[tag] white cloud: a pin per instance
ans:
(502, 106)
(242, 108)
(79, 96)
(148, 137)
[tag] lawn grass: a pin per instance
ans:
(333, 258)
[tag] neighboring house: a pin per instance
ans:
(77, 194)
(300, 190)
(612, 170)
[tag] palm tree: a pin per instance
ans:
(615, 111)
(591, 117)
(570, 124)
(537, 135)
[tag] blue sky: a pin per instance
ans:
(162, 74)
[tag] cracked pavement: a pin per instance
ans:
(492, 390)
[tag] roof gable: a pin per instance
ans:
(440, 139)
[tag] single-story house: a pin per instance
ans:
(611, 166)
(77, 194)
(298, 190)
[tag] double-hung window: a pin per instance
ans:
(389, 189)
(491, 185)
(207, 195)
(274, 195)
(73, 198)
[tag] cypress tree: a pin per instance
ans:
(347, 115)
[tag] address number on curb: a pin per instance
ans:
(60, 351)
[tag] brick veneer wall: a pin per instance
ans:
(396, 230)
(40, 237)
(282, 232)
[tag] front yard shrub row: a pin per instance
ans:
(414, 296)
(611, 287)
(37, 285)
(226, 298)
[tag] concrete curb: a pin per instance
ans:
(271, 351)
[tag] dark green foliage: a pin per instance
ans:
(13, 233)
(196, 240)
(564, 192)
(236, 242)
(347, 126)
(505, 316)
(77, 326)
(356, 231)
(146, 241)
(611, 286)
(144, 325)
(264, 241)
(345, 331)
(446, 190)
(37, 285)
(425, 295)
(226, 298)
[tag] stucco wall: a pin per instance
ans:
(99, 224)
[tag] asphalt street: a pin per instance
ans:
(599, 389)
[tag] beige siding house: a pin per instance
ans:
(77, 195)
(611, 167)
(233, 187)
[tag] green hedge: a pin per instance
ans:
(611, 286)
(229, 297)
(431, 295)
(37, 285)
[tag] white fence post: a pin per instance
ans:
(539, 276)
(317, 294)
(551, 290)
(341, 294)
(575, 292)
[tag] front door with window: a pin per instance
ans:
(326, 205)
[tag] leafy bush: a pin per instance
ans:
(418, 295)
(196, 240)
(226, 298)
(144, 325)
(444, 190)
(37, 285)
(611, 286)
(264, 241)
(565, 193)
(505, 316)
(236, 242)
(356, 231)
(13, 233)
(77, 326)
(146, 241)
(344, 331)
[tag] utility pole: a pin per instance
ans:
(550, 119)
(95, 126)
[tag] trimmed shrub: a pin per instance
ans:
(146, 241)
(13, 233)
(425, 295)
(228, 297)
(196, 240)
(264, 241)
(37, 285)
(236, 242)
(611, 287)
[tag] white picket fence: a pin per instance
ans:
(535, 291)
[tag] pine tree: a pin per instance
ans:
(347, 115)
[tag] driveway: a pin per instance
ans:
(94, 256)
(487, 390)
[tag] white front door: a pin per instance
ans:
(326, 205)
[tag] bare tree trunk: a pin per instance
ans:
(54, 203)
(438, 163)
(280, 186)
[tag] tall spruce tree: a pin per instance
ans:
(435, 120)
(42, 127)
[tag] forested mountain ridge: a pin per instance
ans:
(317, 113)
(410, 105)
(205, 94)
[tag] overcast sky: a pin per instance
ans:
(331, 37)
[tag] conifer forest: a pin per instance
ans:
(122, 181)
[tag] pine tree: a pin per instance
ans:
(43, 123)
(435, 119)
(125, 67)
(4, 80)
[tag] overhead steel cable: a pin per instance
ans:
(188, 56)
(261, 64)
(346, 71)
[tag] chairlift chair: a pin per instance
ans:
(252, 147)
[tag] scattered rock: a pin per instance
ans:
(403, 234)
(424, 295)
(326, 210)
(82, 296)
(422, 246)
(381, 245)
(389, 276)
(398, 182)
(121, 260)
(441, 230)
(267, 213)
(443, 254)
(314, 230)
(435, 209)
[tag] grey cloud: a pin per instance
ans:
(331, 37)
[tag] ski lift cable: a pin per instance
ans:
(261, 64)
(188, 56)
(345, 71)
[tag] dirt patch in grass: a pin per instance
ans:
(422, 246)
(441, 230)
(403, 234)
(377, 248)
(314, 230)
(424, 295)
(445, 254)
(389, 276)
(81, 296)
_ _ _ _ _
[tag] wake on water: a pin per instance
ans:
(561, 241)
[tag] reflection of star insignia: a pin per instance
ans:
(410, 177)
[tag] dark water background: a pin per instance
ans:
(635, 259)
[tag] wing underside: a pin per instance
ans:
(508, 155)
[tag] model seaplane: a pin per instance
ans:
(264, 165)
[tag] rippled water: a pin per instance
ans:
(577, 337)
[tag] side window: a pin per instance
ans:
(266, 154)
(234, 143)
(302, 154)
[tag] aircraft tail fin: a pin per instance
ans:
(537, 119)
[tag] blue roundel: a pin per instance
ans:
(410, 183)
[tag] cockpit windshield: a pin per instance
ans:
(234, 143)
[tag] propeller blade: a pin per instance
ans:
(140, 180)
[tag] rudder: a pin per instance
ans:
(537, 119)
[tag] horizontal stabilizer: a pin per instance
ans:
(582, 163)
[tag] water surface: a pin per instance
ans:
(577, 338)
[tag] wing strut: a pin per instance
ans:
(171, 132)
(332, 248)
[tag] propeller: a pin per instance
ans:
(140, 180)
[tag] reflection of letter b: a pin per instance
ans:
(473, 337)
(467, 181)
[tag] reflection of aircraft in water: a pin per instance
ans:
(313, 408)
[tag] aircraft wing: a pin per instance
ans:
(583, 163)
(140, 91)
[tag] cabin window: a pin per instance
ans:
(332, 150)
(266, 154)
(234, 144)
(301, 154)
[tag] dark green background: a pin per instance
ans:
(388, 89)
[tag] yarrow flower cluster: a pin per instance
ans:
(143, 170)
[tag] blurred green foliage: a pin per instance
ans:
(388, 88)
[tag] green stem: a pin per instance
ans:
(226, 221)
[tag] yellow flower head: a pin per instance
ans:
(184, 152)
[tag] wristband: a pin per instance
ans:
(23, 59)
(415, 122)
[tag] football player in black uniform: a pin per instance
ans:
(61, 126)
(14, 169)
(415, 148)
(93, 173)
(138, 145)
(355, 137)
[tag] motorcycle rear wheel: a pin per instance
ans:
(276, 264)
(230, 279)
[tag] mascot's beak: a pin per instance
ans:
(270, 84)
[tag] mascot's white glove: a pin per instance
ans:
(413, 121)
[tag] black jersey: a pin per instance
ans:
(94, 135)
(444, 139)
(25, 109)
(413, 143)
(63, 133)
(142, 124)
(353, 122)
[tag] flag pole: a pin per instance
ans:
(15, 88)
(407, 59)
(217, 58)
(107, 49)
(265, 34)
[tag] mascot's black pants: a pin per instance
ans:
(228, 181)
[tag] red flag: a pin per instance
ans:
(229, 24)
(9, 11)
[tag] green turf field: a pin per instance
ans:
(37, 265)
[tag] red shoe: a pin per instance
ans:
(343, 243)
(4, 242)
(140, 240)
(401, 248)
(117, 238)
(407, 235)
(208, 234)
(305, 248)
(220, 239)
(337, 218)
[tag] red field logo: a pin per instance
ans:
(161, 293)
_ _ _ _ _
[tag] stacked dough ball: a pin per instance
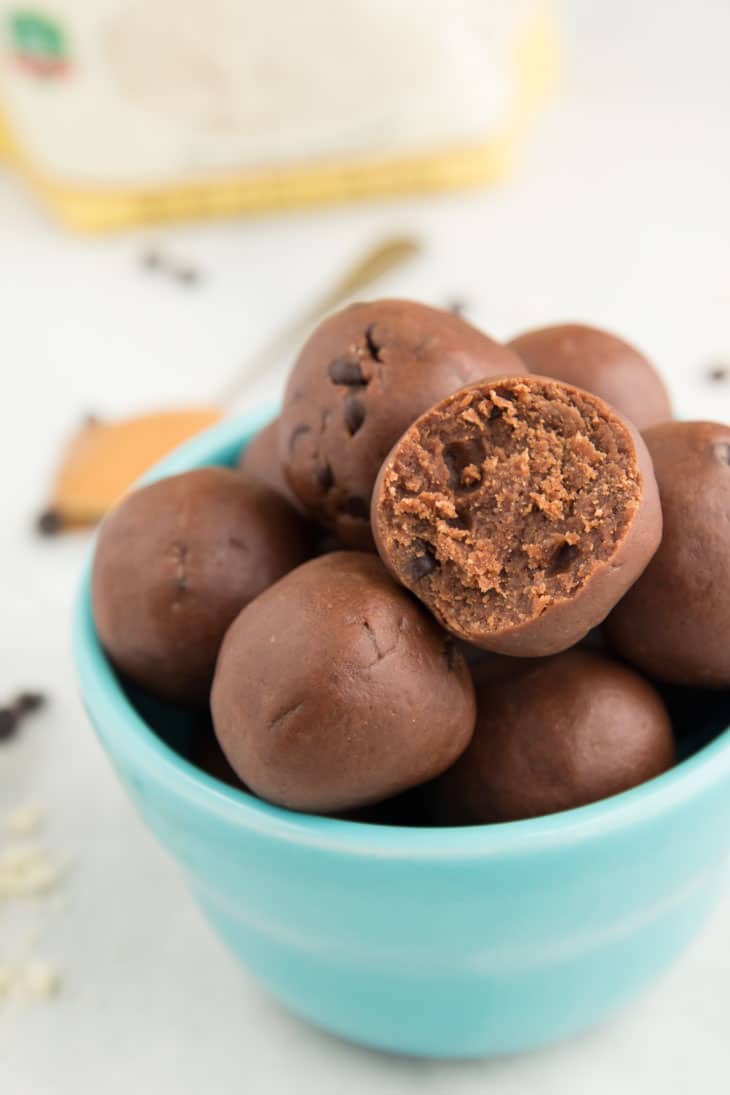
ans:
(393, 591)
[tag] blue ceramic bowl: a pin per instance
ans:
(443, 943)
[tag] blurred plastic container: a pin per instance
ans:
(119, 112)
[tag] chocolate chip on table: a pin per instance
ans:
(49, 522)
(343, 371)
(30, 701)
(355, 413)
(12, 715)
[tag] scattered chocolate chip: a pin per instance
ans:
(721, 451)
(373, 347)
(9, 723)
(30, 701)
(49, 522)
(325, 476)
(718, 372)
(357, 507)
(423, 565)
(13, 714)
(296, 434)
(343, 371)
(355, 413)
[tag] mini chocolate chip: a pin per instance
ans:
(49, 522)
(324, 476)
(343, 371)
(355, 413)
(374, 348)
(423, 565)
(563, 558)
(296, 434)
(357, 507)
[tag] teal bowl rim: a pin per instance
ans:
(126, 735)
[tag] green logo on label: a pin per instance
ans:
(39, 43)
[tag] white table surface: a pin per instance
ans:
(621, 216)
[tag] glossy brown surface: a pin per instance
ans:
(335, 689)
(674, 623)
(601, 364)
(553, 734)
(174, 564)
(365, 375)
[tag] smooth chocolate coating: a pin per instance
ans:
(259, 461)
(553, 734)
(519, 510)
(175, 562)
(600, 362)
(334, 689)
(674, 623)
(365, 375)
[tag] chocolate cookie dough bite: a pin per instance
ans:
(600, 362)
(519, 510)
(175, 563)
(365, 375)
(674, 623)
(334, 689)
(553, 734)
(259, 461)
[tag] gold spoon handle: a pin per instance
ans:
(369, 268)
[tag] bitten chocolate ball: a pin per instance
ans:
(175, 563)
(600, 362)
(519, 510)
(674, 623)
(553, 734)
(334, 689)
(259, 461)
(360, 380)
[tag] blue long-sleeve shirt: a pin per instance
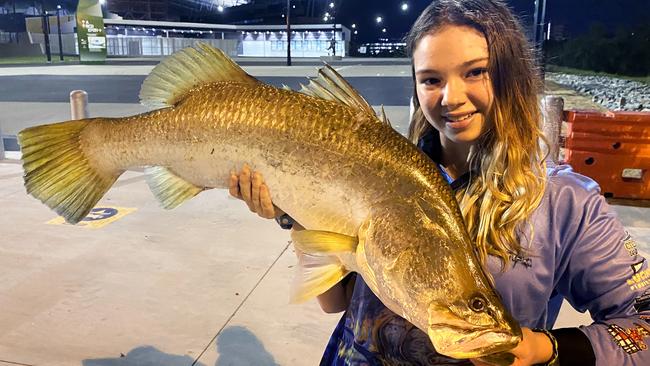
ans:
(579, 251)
_ _ _ _ _
■ **What the task requires**
Pick out every line in the items above that contains the string "chip". Letter case counts when matching.

■ **Written answer**
[tag] chocolate chip on table: a pin per instance
[tag] scattered chocolate chip: a pin per instance
[tag] mini chocolate chip: a pin per instance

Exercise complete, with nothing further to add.